Problem requirements. Please print out every entry below, verbatim.

Data provided.
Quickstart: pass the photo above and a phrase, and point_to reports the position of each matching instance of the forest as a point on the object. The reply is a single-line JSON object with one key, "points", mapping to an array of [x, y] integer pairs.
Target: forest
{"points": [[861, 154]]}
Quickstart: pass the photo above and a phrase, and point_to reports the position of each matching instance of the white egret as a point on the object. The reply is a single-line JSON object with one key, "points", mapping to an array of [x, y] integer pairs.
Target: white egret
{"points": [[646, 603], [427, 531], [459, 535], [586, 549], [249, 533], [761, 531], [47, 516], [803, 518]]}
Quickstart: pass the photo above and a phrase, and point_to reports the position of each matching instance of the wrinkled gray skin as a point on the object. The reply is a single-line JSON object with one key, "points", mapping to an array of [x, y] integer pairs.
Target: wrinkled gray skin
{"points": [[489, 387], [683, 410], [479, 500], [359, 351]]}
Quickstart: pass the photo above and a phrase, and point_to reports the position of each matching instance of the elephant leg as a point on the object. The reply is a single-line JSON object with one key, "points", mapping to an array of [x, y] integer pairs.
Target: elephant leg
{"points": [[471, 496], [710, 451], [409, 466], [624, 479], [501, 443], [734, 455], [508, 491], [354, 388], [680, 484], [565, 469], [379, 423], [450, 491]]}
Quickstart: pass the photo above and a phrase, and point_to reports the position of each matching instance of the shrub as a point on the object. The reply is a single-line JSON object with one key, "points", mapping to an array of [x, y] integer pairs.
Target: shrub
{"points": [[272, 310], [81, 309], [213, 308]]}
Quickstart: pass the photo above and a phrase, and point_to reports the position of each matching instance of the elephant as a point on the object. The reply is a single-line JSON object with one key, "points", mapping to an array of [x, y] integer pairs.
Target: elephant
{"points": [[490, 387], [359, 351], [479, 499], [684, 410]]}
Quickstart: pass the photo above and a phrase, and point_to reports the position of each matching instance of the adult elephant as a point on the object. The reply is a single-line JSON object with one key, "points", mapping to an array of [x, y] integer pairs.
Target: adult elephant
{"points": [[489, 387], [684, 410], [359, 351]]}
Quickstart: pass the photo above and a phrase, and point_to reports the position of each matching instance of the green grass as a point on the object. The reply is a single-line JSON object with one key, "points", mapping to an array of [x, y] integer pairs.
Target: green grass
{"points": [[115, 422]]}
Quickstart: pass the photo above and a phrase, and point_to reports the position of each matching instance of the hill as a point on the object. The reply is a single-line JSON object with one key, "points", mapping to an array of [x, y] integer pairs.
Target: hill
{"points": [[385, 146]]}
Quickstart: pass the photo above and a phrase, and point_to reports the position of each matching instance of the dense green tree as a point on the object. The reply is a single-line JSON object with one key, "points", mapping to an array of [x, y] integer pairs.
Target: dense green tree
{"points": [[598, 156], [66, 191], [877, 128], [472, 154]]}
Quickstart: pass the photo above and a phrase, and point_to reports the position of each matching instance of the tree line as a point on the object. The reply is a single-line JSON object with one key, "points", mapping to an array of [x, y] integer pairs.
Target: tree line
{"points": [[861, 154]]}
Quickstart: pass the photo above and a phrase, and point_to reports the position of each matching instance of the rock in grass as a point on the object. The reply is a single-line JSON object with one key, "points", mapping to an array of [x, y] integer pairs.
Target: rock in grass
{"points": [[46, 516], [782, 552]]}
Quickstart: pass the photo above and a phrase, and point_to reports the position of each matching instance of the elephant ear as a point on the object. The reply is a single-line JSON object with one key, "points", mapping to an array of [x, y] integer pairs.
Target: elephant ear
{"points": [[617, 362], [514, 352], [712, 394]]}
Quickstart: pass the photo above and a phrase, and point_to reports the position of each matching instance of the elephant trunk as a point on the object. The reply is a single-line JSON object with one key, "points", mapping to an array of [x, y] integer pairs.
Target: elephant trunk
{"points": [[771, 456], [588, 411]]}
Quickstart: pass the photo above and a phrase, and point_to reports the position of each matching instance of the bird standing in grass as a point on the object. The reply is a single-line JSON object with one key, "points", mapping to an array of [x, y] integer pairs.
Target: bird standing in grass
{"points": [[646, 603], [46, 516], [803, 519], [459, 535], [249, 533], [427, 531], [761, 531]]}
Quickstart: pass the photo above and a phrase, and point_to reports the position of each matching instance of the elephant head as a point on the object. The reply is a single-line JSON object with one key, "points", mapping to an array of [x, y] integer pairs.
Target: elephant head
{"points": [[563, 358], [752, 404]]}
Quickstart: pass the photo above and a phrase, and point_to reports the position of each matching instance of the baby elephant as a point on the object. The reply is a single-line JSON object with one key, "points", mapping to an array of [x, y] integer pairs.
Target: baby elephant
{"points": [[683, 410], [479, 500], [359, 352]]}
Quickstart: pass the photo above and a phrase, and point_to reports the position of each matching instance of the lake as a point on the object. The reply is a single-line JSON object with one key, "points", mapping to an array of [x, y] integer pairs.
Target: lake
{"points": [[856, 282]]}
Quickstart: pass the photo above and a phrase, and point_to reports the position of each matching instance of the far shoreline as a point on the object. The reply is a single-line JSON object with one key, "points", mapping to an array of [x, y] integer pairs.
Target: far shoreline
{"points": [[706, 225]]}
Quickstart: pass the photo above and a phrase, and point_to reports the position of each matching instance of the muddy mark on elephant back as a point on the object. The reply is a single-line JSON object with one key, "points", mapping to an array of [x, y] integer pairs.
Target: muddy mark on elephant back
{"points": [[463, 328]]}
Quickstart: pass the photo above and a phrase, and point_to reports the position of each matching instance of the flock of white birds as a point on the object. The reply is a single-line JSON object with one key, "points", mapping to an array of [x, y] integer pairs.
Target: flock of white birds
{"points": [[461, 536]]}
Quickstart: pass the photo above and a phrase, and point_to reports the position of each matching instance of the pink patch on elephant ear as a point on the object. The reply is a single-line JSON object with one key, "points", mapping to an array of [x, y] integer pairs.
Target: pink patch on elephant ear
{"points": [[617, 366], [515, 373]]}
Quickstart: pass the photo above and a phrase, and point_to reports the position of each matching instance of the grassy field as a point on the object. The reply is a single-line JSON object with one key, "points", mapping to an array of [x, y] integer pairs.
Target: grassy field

Solution to this exercise.
Quickstart: pass the photo above and a phrase, and point_to reports the position of each matching instance of the forest as a point on the object. The reply is a single-line JSON object with one key, "points", mapping to an array of [x, y] integer pairs.
Target: forest
{"points": [[861, 154]]}
Quickstart: pass the photo above and a phrase, and point_to reports the position of each matching instance of the white egret as a point on the object. The reply is a single-line JSON object with one key, "points", mapping to an array of [x, y] integer pairs.
Target: white egret
{"points": [[646, 603], [427, 531], [459, 535], [586, 549], [249, 533], [761, 531], [47, 516], [803, 518]]}
Quickstart: pass the photo above and a phrase, and point_to reports the position of each matching instance of the wrinkled gray skin as a point on the object. The reply is a single-line JSON object with one key, "points", mapping to an array of [x, y] integer pairs.
Target: wrinkled gray skin
{"points": [[489, 387], [683, 410], [479, 500], [359, 351]]}
Quickstart: pass the photo above and a phrase, and point_to reports the position of each matching instance of the elephant leg as a point on the object. The reply is a single-line JSON object with one key, "points", mapping to an array of [x, y] integer pairs.
Target: elephant leg
{"points": [[471, 496], [710, 451], [409, 466], [624, 479], [501, 443], [734, 455], [508, 491], [354, 388], [680, 484], [565, 469], [379, 423], [450, 491]]}
Quickstart: pass the photo above and a phrase, and point_to reports the position of each matching instance of the shrub as a point on the object. The reply is a single-line JSON object with one key, "points", mapping to an array of [x, y] integer pairs.
Target: shrub
{"points": [[272, 310], [81, 309], [213, 308]]}
Quickstart: pass the photo above and a phrase, and point_to reports the position of each matching instance of the elephant as a point on the object. The reply is a single-line JSON object with one key, "points", mapping to an array of [x, y] integer pairs.
Target: elephant
{"points": [[490, 387], [359, 351], [479, 499], [684, 410]]}
Quickstart: pass the photo above and a phrase, and point_to reports the position of each matching instance of the adult elephant as a point on the object. The reply is a single-line JSON object with one key, "points", mapping to an array of [x, y] integer pairs.
Target: adult elephant
{"points": [[489, 387], [684, 410], [359, 351]]}
Quickstart: pass the photo above and a phrase, and point_to reports the position of each matching instance of the green grass as a point on the object. The reply is a single-line JSON object with one key, "points", mapping to an array of [x, y] integer pairs.
Target: green grass
{"points": [[115, 422]]}
Quickstart: pass the photo above and a phrase, and point_to reports the position of each matching instance of the hill as a point on the object. The reply is a single-line JSON object with one key, "points", mapping to an array of [x, y] integer pairs.
Target: hill
{"points": [[385, 146]]}
Quickstart: pass the photo above and a phrase, and point_to reports the position of each matching instance of the dense green tree as a point on the object. The reply is a single-line JSON object with one key, "points", mapping to an array of [x, y] integer pairs.
Target: dense green tree
{"points": [[598, 156], [66, 191], [877, 128], [472, 154]]}
Quickstart: pass the photo above and a phrase, and point_to reports the position of each matching instance of the tree line as a point on the object. The reply is a single-line JSON object with one key, "points", mapping to an array of [x, y] integer pairs.
Target: tree line
{"points": [[861, 154]]}
Quickstart: pass the photo above and a phrase, and point_to reports the position of each matching instance of the rock in grass as a point on the object. The reply is a single-line JSON object with one key, "points", mapping to an array of [x, y] integer pairs.
Target: rock in grass
{"points": [[46, 516], [782, 552]]}
Quickstart: pass the photo above and a phrase, and point_to reports the position of each matching instance of the elephant ear as a point on the object. The reply is a single-line JSON object with one key, "points", mapping to an array of [x, y] integer pairs.
Target: elephant ear
{"points": [[617, 362], [514, 352], [712, 394]]}
Quickstart: pass the photo above and a phrase, and point_to reports the position of each matching instance of the elephant trunk as a point on the object. The reply is a single-line JSON object with one key, "points", mapping to an array of [x, y] integer pairs.
Target: elephant trunk
{"points": [[771, 456], [588, 411]]}
Quickstart: pass the photo above and a phrase, and point_to reports the position of each matching instance of the bird standing in grass as a point on the object. The reply is a single-line JSON object with one key, "points", mapping to an array of [x, y] integer pairs.
Target: bird standing in grass
{"points": [[646, 603], [46, 516], [803, 519], [459, 535], [249, 533], [427, 531], [761, 531]]}
Quickstart: pass the photo above and a phrase, and point_to reports the position of each matching instance of the elephant head as a point on the object. The reply is a single-line JSON object with one key, "points", mapping to an array of [x, y] integer pairs.
Target: elephant head
{"points": [[563, 358], [752, 404]]}
Quickstart: pass the photo above and a phrase, and point_to reports the position of each matching instance of the baby elephant as a point on the object. The reply is a single-line JSON object with one key, "points", mapping to an array of [x, y] integer pairs.
Target: baby elephant
{"points": [[683, 410], [479, 500], [359, 352]]}
Quickstart: pass the photo above and a phrase, and point_to reports the position of each matching instance of the lake as a point on the object. The reply is a single-line JSON object with one key, "points", mapping to an array of [x, y] integer pairs.
Target: lake
{"points": [[856, 282]]}
Quickstart: pass the photo above and a phrase, and point_to reports the position of each matching instance of the far shoreline as a point on the object. The reply is a single-line JSON object with one key, "points", mapping to an array of [x, y] integer pairs.
Target: far shoreline
{"points": [[706, 225]]}
Quickstart: pass the photo above and a phrase, and point_to reports the position of each matching instance of the muddy mark on elephant back as a point on the object. The reply is a single-line JSON object with one key, "points", mapping to an array of [x, y] integer pairs.
Target: muddy mark on elephant back
{"points": [[463, 328]]}
Quickstart: pass the photo above and a phrase, and point_to reports the position of each matching instance of the flock of white birds as a point on the object. The reply is a single-line JSON object with one key, "points", mapping to an array of [x, y] integer pairs.
Target: flock of white birds
{"points": [[461, 536]]}
Quickstart: pass the photo above and a phrase, and point_to reports the position of each matching instance of the pink patch on elephant ear as a point on the object. The reply is a single-line JSON object with one key, "points", mapping to an array of [x, y] integer pairs.
Target: pink patch on elephant ear
{"points": [[617, 366], [515, 373]]}
Quickstart: pass the photo above and a phrase, and point_to reports the position of each matching instance of the grassy field as a point on the object. The reply is a single-line JSON object with one key, "points", mapping to an array of [x, y] integer pairs.
Target: grassy field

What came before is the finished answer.